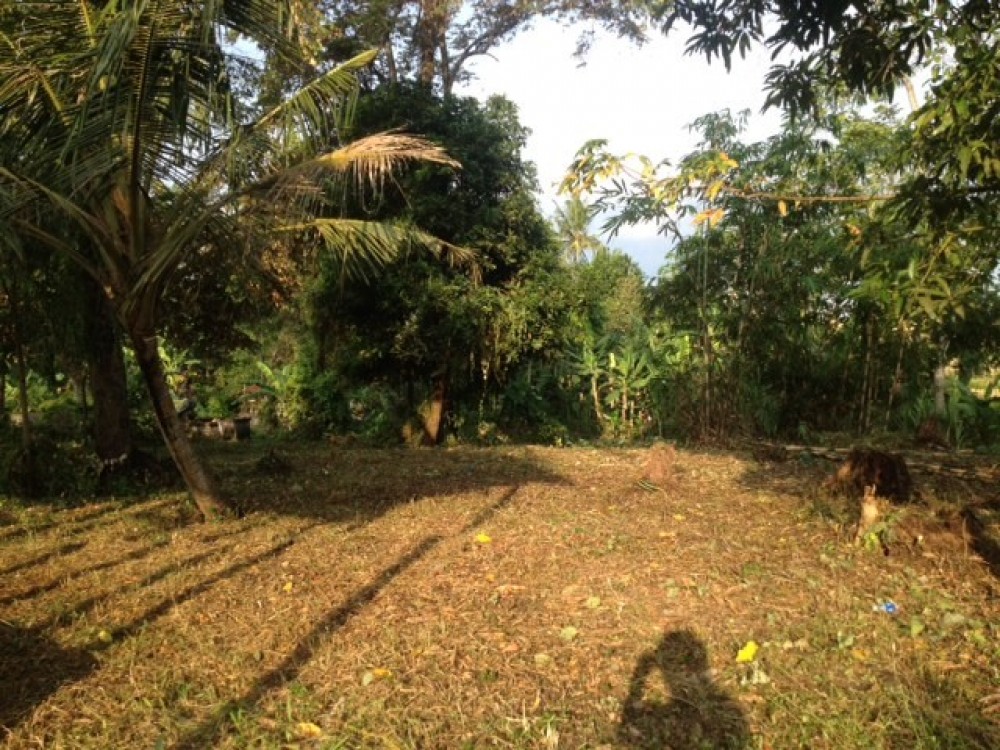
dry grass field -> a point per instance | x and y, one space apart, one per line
502 598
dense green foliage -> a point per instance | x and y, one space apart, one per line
244 227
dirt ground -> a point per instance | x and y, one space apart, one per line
508 597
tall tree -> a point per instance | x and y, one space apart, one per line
433 41
125 127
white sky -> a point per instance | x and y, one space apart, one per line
640 99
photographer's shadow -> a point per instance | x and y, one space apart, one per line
698 715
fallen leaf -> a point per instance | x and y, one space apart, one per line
568 633
375 674
748 653
306 730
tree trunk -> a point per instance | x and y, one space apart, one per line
203 490
436 409
22 389
108 382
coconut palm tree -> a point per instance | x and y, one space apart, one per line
120 119
573 221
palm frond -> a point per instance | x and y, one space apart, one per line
367 163
365 247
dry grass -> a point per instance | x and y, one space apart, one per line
359 604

☆ ☆ ☆

■ **Work order**
The entries above should be written out in full, and any picture in them left out.

■ **Output for this exercise**
dry grass field -> a point per instance | x and y, one space apart, one per line
502 598
dense green foliage -> a point per instance | x and y, one space apart, one per line
244 227
dirt ground -> a point per instance | x and y, one space apart, one per line
508 597
tall tree -> a point per instance | x and y, one space apart, one per line
433 41
125 127
white sky -> a point per instance | x and y, one space apart, one per line
640 99
photographer's shadow -> a point per instance | x and y, one space apart, one per line
698 715
fallen leaf -> a point per instance | x and y, one space apart, one per line
568 633
375 674
748 653
306 730
tree trunk -> a point per instance | x and y, one space apart, one per line
203 490
436 409
22 389
108 382
coconut palm tree -> a point per instance | x and y, one space apart, one per line
120 119
573 221
palm frond -> a point per instance | x and y, one space apart, one per line
367 163
365 247
dry grass -> a point per instance | x and y, one space apart, one per line
359 604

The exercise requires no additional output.